(WHAT IS BEING ASKED): Please rewrite the blog post starting with "Those with a" and going on through "the making-a-blog-post screen…)", using "pebbles" in place of "eggs".
BEGIN SELECTED EXCERPT
Those with a more encyclopediac knowledge of nursery rhymes than I might automatically finish the blog post title with:
…all went together to find a bird’s nest.
They found a bird’s nest with five eggs in it.
Each took one and left four in it.
I told you I’d get excited about being able to click on the quotation function. This could be a case of Picasa 3 all over again, where I get giddy with excitement for a fortnight, then forget all about it. (It’s just a button I press on the making-a-blog-post screen…)
This is all a long preamble to talking about Shirley Jackon’s The Bird’s Nest (1954). Today’s post might be of more interest to American readers of Stuck-in-a-Book, since there seem to be a lot more copies available Stateside than in old Blighty. I had to read it in the Bodleian. Shirley Jackson is known to me as the author of The Haunting of Hill House (which I wrote about briefly here) and the brilliant We Have Always Lived in the Castle, which I’ll write about in October when the new Penguin paperback comes out in the UK. Having been very impressed by these chilling novels – very Gothic, not horror – I was really intrigued to see what Jackson’s pen made of multiple personality disorder. Or dissociative identity disorder, depending upon which guide you use.
END SELECTED EXCERPT
BEGIN GIVEN RECORDS
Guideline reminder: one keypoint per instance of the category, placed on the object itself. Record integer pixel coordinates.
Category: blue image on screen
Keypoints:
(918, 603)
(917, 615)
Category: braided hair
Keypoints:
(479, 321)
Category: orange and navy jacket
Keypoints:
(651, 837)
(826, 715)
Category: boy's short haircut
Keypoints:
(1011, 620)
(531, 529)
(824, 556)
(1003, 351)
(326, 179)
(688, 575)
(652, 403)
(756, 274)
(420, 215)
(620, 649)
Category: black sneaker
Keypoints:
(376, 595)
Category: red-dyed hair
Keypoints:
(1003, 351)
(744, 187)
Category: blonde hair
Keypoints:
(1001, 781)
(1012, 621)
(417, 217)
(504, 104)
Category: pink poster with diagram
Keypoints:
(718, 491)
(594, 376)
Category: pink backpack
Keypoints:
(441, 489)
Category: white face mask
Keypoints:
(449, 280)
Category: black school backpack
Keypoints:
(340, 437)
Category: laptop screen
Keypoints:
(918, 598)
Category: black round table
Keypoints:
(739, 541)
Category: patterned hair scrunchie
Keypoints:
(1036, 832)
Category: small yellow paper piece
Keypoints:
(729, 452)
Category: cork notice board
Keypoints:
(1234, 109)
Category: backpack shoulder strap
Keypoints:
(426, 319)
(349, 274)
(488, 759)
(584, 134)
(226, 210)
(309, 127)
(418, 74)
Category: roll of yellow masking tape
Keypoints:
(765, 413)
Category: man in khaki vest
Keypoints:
END GIVEN RECORDS
BEGIN GIVEN RECORDS
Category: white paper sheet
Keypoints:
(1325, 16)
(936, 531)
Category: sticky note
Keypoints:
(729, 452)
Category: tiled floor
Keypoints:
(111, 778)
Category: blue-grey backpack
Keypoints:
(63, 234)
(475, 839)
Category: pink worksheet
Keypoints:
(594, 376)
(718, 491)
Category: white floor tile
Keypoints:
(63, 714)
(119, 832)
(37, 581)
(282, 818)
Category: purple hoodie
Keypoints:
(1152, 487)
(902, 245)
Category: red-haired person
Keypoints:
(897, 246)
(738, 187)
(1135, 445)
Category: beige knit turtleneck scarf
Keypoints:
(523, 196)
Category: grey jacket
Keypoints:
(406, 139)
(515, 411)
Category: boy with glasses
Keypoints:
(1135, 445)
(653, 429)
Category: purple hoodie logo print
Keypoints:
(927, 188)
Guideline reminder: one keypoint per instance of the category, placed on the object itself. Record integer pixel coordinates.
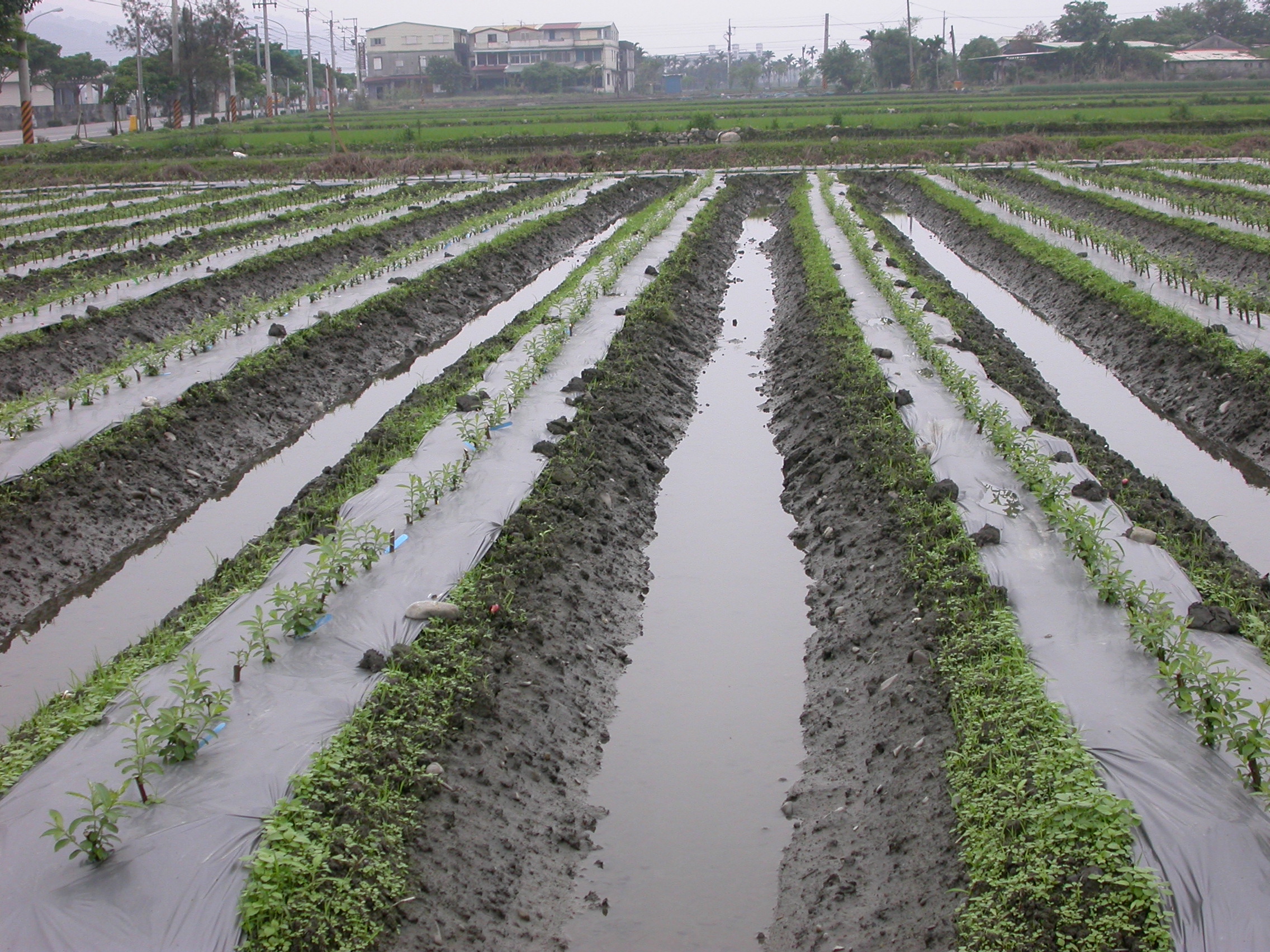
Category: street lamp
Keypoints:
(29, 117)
END GIVEN RECORDS
(WRITTEN SOLUTION):
Those with a more encyclopediac knowledge of nursery rhymes than I might automatically finish the blog post title with:
…all went together to find a bird’s nest.
They found a bird’s nest with five pebbles in it.
Each took one and left four in it.
I told you I’d get excited about being able to click on the quotation function. This could be a case of Picasa 3 all over again, where I get giddy with excitement for a fortnight, then forget all about it. (It’s just a button I press on the making-a-blog-post screen…)